Extract to read —
Re: State of the Gate

31 Oct 2019

      Hi,

On Thu, Oct 31, 2019 at 10:23:01AM -0500, Matt Riedemann wrote:
...
Things are great! Surprise! I just wanted to let everyone know. Later!
.
.
.
.
.
Now that you've been tricked, on Halloween no less, I'm here to tell you
that things suck right now. This is your periodic digest of issues. Grab
some fun-sized candy bars and read on.
I think right now we have three major issues.
1. http://status.openstack.org/elastic-recheck/index.html#1763070
This has resurfaced and I'm not sure why, nor do I think we ever had a great
handle on what is causing this or how to work around it so if anyone has new
ideas please chip in.
I think that this is "just" some slowdown of node on which job is running. I
noticed it too in some neutron jobs and I checked some. It seems that one API
request is processed for very long time. For example in one of fresh examples:
https://13cf3dd11b8f009809dc-97cb3b32849366f5bed744685e46b266.ssl.cf5.rackcd...
it was request to nova which caused very long time:

Oct 31 16:55:08.632162 ubuntu-bionic-inap-mtl01-0012620879 devstack@n-api.service[7191]: INFO nova.api.openstack.requestlog [None req-275af2df-bd4e-4e64-b46e-6582e8de5148 tempest-ServerDiskConfigTestJSON-1598674508 tempest-ServerDiskConfigTestJSON-1598674508] 198.72.124.104 "POST /compute/v2.1/servers/d15d2033-b29b-44f7-b619-ed7ef83fe477/action" status: 500 len: 216 microversion: 2.1 time: 161.951140
...
2. http://status.openstack.org/elastic-recheck/index.html#1844929
I've done some digging into this one and my notes are in the bug report. It
mostly affects grenade jobs but is not entirely restricted to grenade jobs.
It's also mostly on OVH and FortNebula nodes but not totally.
From looking at the mysql logs in the grenade jobs, mysqld is (re)started
three times. I think (1) for initial package install, (2) for stacking
devstack on the old side, and (3) for stacking devstack on the new side.

Directive 1 —
Answer these questions on the message about the state of the gate, one line each:
(a) On which holiday does the message say it was sent?
(b) What status does the log line for the POST request report?
(c) Which kind of job does the second issue mostly affect?
Directive 2 —
Please continue the message about the state of the gate, picking up after its last sentence.

Stored data entries —
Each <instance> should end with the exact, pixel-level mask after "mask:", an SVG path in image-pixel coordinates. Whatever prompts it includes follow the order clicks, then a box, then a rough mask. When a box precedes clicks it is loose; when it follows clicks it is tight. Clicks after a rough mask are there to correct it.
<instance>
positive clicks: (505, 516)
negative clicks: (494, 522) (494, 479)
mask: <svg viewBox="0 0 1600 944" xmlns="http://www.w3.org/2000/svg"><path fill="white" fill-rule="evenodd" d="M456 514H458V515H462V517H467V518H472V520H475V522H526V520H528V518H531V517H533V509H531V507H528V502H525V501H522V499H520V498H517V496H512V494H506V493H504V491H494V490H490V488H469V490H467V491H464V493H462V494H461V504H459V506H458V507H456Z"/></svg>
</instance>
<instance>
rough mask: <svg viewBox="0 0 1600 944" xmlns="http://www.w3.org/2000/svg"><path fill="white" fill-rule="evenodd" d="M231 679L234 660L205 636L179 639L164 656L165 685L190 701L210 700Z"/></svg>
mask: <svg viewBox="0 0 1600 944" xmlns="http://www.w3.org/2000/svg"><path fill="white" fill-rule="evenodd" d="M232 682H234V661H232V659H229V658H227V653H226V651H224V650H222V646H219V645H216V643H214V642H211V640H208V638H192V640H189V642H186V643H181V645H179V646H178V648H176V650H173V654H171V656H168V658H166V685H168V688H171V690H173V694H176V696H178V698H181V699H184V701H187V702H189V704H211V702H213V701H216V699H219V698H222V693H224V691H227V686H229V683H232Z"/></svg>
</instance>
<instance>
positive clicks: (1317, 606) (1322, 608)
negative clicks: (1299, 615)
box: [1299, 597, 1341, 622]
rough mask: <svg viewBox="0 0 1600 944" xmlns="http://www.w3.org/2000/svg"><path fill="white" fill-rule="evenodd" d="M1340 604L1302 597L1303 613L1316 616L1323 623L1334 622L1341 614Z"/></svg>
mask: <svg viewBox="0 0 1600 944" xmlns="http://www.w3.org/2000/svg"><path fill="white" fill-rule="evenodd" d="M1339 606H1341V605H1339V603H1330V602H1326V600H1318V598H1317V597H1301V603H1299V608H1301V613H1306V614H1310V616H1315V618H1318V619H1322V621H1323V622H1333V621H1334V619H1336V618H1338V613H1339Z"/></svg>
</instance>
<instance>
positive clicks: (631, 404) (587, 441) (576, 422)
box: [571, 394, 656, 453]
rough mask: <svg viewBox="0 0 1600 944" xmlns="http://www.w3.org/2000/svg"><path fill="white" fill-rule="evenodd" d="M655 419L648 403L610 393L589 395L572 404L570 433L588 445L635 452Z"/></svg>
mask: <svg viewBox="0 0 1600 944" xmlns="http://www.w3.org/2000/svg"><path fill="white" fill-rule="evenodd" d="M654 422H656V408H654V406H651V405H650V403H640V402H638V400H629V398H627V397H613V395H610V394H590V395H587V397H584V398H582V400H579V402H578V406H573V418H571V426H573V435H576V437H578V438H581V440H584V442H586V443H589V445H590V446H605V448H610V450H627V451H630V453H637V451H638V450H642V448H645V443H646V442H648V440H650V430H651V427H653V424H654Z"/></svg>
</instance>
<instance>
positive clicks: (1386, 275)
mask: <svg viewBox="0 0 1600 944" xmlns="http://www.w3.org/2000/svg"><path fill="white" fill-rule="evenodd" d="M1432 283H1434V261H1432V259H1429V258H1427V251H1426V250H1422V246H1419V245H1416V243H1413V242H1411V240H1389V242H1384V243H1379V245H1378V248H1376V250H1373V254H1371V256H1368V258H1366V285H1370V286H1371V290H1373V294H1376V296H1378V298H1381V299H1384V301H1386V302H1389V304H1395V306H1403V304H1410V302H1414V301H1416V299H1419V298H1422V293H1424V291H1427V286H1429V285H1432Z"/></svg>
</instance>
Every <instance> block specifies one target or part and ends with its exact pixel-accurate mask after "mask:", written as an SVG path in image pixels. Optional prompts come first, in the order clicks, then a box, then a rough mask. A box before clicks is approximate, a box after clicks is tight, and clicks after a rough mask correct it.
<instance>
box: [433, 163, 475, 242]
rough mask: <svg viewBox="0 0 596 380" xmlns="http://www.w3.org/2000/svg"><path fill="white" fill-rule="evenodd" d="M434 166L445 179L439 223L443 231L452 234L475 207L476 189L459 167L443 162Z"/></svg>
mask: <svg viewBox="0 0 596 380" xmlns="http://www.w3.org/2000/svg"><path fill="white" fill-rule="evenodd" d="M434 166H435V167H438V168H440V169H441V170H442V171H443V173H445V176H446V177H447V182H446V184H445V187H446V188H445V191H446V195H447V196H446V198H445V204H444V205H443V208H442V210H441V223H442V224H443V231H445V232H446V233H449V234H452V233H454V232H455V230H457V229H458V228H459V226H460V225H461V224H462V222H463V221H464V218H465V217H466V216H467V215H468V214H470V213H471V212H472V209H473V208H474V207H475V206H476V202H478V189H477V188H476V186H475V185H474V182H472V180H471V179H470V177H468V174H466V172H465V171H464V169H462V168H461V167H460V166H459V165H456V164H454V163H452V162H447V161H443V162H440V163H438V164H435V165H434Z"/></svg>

Output 1 —
(a) Halloween
(b) 500
(c) Grenade jobs

Output 2 —
After the last restart, there are a lot of aborted connection messages in
the msyql error log. It's around then that grenade is running post-upgrade
smoke tests to create a server and the nova-scheduler times out
communicating with the nova_cell1 database.
I have a few patches up to grenade/devstack [1] to try some things and get
more msyql logs but so far they aren't really helpful. We need someone with
some more mysql debugging experience to help here, maybe zzzeek or mordred?
3. CirrOS guest SSH issues
There are several (some might be duplicates):
http://status.openstack.org/elastic-recheck/index.html#1848078
This one is I think the same as we have reported in
https://bugs.launchpad.net/neutron/+bug/1850557

Basically we noticed issues with dhcp after resize/migration/shelve of instance
but I didn't have time to investigate it yet.
...
http://status.openstack.org/elastic-recheck/index.html#1808010 (most hits)
http://status.openstack.org/elastic-recheck/index.html#1463631
http://status.openstack.org/elastic-recheck/index.html#1849857
http://status.openstack.org/elastic-recheck/index.html#1737039
http://status.openstack.org/elastic-recheck/index.html#1840355
http://status.openstack.org/elastic-recheck/index.html#1843610
A few notes here.
a) We're still using CirrOS 0.4.0 since Stein:
https://review.opendev.org/#/c/521825/
And that image was published nearly 2 years ago and there are no newer
versions on the CirrOS download site so we can't try a newer image to see if
that fixes things.
b) Some of the issues above are related to running out of disk in the guest.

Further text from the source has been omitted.